* EXERCISE DIRECTIONS
Tally the lines in the entries below that contain the string "white", treating uppercase and lowercase as different, and reply with only the count.

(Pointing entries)
• • •
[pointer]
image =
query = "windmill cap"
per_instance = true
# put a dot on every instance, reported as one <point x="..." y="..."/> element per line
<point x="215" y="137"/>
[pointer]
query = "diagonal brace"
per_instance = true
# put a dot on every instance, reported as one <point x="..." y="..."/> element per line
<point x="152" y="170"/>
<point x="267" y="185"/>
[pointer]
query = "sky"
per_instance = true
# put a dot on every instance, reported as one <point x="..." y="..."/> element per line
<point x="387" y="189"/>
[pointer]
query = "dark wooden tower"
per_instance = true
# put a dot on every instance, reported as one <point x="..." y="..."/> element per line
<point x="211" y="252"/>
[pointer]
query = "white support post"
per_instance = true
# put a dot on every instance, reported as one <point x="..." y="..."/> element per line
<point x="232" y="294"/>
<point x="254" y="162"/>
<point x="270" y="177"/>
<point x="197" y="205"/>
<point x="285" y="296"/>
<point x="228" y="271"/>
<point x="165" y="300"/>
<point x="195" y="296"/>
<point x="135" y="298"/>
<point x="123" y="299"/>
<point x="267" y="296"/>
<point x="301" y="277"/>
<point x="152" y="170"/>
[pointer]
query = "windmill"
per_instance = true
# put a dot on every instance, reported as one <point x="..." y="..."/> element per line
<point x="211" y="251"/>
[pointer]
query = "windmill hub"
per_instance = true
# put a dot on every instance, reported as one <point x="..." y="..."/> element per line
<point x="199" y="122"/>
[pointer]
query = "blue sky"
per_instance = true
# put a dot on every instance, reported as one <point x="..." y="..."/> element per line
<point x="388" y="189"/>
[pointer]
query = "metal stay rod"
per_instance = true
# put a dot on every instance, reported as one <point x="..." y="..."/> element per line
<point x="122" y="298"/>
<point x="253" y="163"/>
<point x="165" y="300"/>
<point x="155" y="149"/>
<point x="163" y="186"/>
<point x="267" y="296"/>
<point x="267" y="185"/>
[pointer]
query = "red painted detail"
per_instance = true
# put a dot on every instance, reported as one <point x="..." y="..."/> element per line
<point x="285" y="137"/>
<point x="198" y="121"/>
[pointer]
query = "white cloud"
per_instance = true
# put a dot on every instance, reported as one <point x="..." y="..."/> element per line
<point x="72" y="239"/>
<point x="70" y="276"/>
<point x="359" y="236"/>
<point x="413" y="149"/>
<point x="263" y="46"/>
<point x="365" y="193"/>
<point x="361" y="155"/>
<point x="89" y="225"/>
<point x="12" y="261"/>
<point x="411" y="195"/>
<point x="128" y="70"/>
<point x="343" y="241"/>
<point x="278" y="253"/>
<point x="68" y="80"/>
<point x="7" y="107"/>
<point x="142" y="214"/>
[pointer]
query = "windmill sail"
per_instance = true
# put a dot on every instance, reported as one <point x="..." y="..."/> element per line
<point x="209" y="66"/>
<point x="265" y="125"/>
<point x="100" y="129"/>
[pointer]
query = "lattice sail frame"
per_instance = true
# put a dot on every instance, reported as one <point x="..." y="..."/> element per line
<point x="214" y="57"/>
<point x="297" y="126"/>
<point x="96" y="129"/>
• • •
* ANSWER TO THE EXERCISE
2